Carry on the article below about Randall's research on stress in same-sex couples, starting after its last sentence.

## DOCUMENT SECTION

-=-=-

Romantic relationships are complex. The dynamic between Jason and Jenna might be worlds apart from the way Michael and Maria operate.
“That’s why when we train students clinically, we say there are three “clients” when you’re seeing a couple in therapy. There are the two partners, and then there is their interaction,” Randall says.
Coping with stress is a challenge for anyone. Dealing with stressors as a couple can be even more complicated. But in addition to the normal stress of day-to-day life, couples who are members of minority groups often face additional pressures. One focus of Randall’s lab is the unique stress same-sex couples may encounter. This includes harassment, discrimination and lack of family support due to their sexual orientation.
In a study funded by the National Council on Family Relations, Randall recruited same-sex couples to report on their daily stress. One factor she examined was internalized homophobia. The study showed that individuals with higher levels of internalized homophobia also reported higher amounts of stress in other areas, such as work and finances. Conversely, those who were more “out” about their sexual orientation reported less stress.
Randall also looked at how couples’ stress affected their relationship quality. On days when individuals reported feeling particularly stressed, they felt their relationship quality had worsened, too.

-=-=-

## ENTRIES PROVIDED
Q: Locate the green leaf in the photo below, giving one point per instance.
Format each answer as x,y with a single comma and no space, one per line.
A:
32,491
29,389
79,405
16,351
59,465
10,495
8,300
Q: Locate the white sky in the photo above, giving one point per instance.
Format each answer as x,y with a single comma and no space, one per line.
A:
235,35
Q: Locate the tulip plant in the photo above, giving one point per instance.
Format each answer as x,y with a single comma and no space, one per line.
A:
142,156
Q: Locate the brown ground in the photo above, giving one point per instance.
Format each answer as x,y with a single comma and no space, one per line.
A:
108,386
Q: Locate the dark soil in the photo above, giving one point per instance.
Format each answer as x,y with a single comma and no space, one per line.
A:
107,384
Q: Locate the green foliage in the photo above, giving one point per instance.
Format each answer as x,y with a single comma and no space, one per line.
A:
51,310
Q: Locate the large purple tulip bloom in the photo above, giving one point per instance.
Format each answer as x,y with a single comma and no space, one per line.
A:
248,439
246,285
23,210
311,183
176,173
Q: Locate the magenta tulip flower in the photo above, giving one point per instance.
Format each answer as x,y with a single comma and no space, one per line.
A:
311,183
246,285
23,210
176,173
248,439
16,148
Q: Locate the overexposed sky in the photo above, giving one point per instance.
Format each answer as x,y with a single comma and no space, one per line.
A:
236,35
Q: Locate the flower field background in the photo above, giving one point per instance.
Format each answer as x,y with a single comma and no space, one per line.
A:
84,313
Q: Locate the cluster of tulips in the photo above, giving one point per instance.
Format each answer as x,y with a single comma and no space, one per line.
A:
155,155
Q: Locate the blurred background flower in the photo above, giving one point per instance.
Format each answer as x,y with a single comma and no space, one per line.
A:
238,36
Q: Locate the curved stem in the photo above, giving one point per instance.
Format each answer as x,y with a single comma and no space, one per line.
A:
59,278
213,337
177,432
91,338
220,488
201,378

-=-=-

## RESPONSE AREA
Randall’s research has shown that in heterosexual and same-sex couples alike, a little understanding goes a long way. Responding empathetically when a partner brings up stressful topics not only helps alleviate that stress, but can even have positive effects on reported symptoms of depression and anxiety. Empathetic behaviors can include nonverbal communications, like head nodding and leaning in to one another. These nonverbal listening cues offer a way to easily infuse empathy into conversations with a stressed-out significant other.
In Jenna and Jason’s case, there was likely room for improvement on both sides. Perhaps Jason could have been mindful in how he expressed his stress to Jenna. And Jenna could have been more patient and understanding, providing a space for Jason to vent about his job. Randall says that couples who face stressors together, as “our” stress, have shown to have better outcomes.
“Relationships take work. It’s finding the right person you want to do the work with,” says Randall.
There’s no magic bullet for coping with stress in relationships. But for couples who want a strong and lasting partnership, Randall offers her top five tips below:
1. Remember – your emotions are linked to your partner's. You both share and experience each other's good and bad days, a phenomenon psychologists call emotional co-regulation.
2. Be aware that your stress can impact your partner's experience of stress, having a sort of “stress spill-over” effect.
3. You and your partner can learn to jointly cope with stress to combat its negative effects on you and your relationship. Take time to listen, empathize or problem-solve with your partner – a practice psychologists describe as positive dyadic coping.
4. Despite having stressful days (and maybe weeks), it’s important to make time for your significant other. Spending time with your partner is not just about quantity. The quality of that time matters for your relationship satisfaction.
5. Turning "me" into "we" can have a lasting positive impact on your relationship and health.